• [PASSAGE SHOWN]
- - - -
Section 2.11. Allocation of Purchase Price. The Seller and the Buyer
shall use their reasonable best efforts to agree upon an allocation of the
Purchase Price and other relevant items (the "Purchase Price Allocation") for
federal, state, local and foreign tax purposes on or prior to the Closing, which
allocation shall be annexed as Schedule 2.11 of this Agreement at the Closing.
The Buyer shall deliver to the Seller a proposed allocation of the Purchase
Price and other relevant items for the Seller's review and approval and the
Seller shall promptly review and approve or disapprove of such allocation.
Neither the Buyer nor the Seller shall take any position inconsistent with the
allocation agreed pursuant to this Section 2.11 or otherwise set forth in a
sales invoice delivered in compliance with Section 8.12, except as may be
required by law, without the consent of the other Party. The Purchase Price
Allocation determined in accordance with this Section 2.11 or otherwise set
forth in a Sales Invoice delivered in compliance with Section 8.12 shall be
appropriately adjusted to reflect any subsequent adjustment to the Purchase
Price based upon the particular tax asset to which such adjustment relates. Such
adjusted Purchase Price Allocation shall be determined in a manner consistent
with
22
Schedule 2.11 or, alternatively, the allocation set forth in a sales invoice
delivered in compliance with Section 8.12.
Section 2.12. Taxes. (a) (i) All Straddle Taxes shall be paid by the
Party that, pursuant to applicable Law, is liable for such Taxes. Any interest,
penalties or additions to tax caused by late payment shall be borne by the Party
whose failure caused such interest, penalties or additions to tax.
- - - -
• [RECORDS PROVIDED]
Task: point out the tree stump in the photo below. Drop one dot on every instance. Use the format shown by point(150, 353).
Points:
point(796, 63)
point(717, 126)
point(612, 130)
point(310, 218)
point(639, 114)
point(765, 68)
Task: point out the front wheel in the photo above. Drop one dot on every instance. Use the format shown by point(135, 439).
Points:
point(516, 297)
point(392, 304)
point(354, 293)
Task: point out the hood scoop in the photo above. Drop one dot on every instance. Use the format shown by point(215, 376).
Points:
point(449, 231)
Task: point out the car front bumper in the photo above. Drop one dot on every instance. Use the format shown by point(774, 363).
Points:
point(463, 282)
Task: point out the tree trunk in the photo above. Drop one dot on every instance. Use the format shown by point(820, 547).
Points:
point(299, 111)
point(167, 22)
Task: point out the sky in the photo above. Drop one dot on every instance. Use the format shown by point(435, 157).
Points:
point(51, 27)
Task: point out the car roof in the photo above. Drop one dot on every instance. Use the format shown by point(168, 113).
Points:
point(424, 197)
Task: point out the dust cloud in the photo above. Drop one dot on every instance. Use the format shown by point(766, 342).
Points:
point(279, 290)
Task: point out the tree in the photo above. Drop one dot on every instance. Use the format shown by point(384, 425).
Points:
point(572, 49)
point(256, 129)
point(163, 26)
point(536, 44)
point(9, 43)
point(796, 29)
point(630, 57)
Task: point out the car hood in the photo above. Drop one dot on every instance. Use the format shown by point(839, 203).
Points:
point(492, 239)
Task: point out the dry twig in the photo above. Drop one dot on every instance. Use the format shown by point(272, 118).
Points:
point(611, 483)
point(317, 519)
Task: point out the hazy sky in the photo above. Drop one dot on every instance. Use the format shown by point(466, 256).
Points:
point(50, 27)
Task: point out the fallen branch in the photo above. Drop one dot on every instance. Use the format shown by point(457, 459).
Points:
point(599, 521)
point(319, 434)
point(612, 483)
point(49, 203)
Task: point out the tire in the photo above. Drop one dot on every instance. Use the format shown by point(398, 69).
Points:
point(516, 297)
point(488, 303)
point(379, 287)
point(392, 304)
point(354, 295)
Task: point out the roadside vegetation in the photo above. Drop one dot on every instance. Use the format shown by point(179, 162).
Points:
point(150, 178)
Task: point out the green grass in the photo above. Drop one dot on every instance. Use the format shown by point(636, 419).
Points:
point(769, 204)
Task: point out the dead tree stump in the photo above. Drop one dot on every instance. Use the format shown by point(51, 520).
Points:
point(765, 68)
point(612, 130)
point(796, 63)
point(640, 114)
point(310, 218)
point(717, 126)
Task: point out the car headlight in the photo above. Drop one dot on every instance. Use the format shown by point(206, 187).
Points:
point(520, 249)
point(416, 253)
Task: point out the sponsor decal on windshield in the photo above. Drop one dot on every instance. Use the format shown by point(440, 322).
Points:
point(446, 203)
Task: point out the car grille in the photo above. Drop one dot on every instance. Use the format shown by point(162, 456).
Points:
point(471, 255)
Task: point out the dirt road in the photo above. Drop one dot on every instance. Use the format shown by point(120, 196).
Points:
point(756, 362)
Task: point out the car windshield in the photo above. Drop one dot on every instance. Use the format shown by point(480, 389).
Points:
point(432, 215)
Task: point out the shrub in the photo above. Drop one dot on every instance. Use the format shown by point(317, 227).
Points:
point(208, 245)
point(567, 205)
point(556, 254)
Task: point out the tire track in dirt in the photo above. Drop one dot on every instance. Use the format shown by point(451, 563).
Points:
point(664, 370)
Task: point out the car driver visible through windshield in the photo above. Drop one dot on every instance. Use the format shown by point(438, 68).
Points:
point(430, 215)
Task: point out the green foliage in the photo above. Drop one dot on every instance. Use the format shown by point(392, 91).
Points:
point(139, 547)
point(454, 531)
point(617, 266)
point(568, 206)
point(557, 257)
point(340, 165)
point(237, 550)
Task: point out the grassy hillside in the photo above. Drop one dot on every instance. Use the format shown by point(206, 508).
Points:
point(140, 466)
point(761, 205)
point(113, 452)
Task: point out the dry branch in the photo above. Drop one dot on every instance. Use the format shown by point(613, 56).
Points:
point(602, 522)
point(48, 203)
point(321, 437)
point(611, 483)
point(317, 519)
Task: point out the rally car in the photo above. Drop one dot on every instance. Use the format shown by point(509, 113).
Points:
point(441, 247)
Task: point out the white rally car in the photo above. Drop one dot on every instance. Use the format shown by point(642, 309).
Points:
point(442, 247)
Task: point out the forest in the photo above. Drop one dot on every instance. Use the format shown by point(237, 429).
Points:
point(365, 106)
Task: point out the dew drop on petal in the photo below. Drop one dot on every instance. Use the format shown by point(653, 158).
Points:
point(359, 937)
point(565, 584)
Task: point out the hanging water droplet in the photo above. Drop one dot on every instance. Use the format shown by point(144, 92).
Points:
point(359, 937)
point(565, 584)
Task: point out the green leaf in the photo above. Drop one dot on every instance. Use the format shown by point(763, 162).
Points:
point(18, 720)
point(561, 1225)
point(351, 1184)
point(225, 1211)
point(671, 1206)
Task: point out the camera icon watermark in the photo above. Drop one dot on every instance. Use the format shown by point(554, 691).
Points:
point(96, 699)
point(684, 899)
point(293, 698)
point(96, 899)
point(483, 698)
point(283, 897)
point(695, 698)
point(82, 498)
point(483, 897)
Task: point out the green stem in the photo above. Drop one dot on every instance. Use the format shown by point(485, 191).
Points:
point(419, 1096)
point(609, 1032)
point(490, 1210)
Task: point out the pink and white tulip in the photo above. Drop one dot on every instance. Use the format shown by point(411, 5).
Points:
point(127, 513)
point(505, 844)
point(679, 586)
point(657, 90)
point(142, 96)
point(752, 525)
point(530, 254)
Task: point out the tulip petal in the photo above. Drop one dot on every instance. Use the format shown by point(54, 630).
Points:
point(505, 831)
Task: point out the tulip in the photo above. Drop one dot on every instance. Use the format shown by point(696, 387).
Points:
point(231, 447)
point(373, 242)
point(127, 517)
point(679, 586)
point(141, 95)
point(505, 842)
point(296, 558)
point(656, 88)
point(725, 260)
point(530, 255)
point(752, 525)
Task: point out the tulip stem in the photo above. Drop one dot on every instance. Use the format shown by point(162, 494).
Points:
- - - -
• [EXERCISES]
a) The purchase price allocation passage names several kinds of tax purposes the allocation serves. List every one of them.
b) Pick up the purchase price and taxes passage after its last sentence and write the next few sentences.

• [ANSWERS PER TASK]
a) federal, state, local, foreign

b)
Notwithstanding the identity of the Party paying the Straddle Taxes, Straddle
Taxes (aside from interest, penalties or additions to tax, which shall be
apportioned as provided for in the prior sentence) shall be apportioned as
follows: (A) in the case of VAT with respect to water bills and electrical
energy bills, they shall be allocated between the Seller on the one hand and the
Buyer on the other hand, based upon the amount which would be payable if the
relevant taxable period ended on the Closing Date, and (B) in the case of real
estate property Taxes, they shall be allocated between the Seller on the one
hand and the Buyer on the other hand, based upon the relative number of days in
the portion of the taxable period up to and including the Closing Date and the
relative number of days in the portion of the taxable period subsequent to the
Closing Date. Any refund or credit of Straddle Taxes shall be allocated between
the Seller on the other hand and the Buyer on the other hand, in a manner
consistent with the preceding sentence.
(ii) The Parties acknowledge that they have attempted to estimate the
amount of Straddle Taxes to be allocated between the Parties. Upon the
payment of any Straddle Tax by the Buyer or the Seller, the Party paying
such Straddle Tax shall promptly provide a written notice to the other
Party indicating the amount of such Straddle Tax so paid (including a copy
of any return relating to, and evidence of payment of, such Straddle Tax),
each Party's allocable share of such Straddle Tax, and the amount of such
Straddle Tax tentatively allocated to each Party pursuant to the statement
of Estimated Buyer Straddle Taxes and Estimated Seller Straddle Taxes
produced pursuant to Section 2.4. The Parties shall promptly make such
payments between each other (if any) necessary to true up the allocation of
Straddle Taxes required by Section 2.12(a)(i), taking into account the
Closing adjustments made based on the Estimated Seller Straddle Taxes
calculated pursuant to Schedule 2.4.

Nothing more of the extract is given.